WHAT THE EXERCISE ASKS
Which lines run from the one containing "Query: barbed wire fence" through the end of the entries? Restate them word for word, and only those.

[Natural language region descriptions]
_ _ _ _ _

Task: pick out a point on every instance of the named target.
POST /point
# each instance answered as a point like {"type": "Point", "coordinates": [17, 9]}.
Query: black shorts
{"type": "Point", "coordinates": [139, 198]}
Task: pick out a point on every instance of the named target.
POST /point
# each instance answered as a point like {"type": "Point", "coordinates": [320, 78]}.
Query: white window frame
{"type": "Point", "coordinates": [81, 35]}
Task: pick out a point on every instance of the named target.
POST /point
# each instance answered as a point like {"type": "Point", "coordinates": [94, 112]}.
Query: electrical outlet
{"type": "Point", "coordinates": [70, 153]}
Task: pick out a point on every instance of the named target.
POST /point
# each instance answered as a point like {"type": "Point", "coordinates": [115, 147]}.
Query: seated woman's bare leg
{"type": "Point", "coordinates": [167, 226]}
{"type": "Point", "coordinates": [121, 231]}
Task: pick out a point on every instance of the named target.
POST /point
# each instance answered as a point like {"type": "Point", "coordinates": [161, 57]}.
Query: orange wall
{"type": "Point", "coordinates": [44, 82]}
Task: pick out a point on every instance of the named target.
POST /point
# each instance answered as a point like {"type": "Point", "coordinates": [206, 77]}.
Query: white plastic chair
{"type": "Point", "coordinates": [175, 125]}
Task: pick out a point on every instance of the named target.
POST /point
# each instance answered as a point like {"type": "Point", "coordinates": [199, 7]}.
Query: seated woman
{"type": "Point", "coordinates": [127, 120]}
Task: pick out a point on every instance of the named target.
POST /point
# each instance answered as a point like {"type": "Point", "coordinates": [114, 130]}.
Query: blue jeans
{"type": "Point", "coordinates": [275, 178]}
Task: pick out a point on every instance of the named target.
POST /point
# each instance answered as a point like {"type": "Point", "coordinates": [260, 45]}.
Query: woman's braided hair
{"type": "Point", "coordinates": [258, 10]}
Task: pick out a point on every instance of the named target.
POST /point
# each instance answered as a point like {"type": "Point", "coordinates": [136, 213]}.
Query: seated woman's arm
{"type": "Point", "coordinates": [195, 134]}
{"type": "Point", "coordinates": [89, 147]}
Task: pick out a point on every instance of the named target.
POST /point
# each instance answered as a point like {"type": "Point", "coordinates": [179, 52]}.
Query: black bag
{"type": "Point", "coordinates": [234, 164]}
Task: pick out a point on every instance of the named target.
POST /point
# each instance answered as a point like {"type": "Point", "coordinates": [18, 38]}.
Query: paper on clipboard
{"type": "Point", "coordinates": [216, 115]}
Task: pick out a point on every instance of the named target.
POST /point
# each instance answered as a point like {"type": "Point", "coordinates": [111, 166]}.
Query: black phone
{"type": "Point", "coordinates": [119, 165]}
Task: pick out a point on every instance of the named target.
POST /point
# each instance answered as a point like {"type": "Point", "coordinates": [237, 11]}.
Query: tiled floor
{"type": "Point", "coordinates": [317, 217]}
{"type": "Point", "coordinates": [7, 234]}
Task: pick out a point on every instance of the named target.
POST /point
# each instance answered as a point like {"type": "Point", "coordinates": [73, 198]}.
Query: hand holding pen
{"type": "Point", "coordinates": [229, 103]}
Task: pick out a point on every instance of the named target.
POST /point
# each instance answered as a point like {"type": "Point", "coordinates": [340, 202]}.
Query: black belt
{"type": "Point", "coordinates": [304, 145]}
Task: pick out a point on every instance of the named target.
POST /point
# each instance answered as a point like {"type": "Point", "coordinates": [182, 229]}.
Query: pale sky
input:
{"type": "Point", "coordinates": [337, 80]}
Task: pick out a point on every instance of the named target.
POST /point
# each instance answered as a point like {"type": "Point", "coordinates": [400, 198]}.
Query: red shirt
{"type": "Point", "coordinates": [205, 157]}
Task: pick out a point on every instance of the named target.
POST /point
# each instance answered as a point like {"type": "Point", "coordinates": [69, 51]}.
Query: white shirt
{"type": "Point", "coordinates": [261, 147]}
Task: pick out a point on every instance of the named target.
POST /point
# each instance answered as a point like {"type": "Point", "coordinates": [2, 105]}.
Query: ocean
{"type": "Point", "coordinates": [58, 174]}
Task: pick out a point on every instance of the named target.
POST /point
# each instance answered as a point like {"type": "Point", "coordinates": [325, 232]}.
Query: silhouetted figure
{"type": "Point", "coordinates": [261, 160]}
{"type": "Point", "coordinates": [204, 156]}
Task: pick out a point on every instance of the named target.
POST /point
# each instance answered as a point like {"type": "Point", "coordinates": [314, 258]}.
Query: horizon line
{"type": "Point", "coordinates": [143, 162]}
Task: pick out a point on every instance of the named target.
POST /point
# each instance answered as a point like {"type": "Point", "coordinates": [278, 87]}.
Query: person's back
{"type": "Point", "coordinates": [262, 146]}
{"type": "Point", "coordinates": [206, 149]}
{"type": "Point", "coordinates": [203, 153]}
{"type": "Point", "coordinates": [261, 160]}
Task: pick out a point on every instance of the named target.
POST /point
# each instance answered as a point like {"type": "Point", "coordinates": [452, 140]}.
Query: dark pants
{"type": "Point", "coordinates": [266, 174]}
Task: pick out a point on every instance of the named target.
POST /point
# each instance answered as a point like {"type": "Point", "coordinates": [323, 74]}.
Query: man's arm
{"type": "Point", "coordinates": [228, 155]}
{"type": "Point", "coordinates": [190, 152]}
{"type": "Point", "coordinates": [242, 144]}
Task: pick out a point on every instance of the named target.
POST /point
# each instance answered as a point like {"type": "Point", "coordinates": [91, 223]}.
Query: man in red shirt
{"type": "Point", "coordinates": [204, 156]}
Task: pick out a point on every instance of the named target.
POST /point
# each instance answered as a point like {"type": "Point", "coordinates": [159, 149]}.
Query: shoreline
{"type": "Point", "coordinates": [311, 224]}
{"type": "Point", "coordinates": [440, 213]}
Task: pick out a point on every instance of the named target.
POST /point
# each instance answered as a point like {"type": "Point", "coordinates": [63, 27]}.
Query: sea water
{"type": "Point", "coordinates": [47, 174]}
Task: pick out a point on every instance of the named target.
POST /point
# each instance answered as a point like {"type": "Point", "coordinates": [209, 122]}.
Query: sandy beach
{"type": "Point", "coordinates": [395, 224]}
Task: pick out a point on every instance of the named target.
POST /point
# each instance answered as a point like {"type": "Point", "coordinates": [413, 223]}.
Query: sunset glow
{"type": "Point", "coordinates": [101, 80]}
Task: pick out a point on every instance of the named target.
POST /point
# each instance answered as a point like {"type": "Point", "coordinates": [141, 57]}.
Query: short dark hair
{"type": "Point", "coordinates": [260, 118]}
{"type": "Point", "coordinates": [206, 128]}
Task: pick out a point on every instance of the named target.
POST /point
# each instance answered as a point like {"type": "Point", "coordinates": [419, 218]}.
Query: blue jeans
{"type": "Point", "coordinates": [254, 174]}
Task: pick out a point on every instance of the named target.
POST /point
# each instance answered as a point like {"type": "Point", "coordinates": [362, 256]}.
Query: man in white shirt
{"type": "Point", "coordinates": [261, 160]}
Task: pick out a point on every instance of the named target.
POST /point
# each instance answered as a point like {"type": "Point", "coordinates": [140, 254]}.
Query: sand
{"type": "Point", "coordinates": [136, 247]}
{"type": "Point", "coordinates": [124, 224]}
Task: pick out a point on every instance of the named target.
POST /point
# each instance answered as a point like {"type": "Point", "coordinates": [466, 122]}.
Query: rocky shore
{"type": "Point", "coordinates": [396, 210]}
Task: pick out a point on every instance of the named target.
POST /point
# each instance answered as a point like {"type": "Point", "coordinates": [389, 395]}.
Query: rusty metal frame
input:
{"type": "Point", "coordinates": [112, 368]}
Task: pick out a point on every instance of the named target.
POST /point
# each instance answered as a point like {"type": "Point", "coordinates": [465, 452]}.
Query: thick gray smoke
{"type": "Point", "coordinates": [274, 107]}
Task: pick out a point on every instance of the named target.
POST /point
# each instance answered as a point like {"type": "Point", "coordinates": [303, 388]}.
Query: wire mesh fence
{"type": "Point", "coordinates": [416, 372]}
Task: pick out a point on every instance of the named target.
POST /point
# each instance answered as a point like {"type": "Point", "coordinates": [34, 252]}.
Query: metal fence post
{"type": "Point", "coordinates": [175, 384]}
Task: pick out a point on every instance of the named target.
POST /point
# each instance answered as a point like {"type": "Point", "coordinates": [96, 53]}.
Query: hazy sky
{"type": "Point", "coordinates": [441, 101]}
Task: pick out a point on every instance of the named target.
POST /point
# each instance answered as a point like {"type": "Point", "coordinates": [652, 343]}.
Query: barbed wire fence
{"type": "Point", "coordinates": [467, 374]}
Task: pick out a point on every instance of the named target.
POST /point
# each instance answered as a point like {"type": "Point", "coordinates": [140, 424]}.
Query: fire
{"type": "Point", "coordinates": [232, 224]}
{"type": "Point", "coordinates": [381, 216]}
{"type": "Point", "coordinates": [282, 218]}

_ _ _ _ _

EXERCISE SOLUTION
Query: barbed wire fence
{"type": "Point", "coordinates": [467, 374]}
Task: pick out a point on every instance of the named target.
POST /point
# each instance answered as a point like {"type": "Point", "coordinates": [140, 424]}.
Query: fire
{"type": "Point", "coordinates": [232, 224]}
{"type": "Point", "coordinates": [381, 216]}
{"type": "Point", "coordinates": [282, 218]}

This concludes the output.